↓

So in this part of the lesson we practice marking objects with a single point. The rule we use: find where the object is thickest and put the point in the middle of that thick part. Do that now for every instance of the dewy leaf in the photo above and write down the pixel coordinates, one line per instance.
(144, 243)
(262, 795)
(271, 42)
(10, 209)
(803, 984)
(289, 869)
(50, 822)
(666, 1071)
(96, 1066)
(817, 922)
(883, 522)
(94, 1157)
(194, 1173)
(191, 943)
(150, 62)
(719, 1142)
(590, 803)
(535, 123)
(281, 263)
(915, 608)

↑

### Exercise objective
Having read the material, set all of it down again without a single difference.

### Exercise response
So in this part of the lesson we practice marking objects with a single point. The rule we use: find where the object is thickest and put the point in the middle of that thick part. Do that now for every instance of the dewy leaf in the photo above and write down the pixel coordinates, one line per instance.
(144, 243)
(262, 795)
(271, 42)
(10, 209)
(803, 984)
(289, 869)
(50, 822)
(666, 1071)
(96, 1066)
(817, 922)
(883, 522)
(94, 1157)
(194, 1173)
(191, 943)
(150, 62)
(719, 1142)
(590, 803)
(535, 123)
(281, 263)
(915, 608)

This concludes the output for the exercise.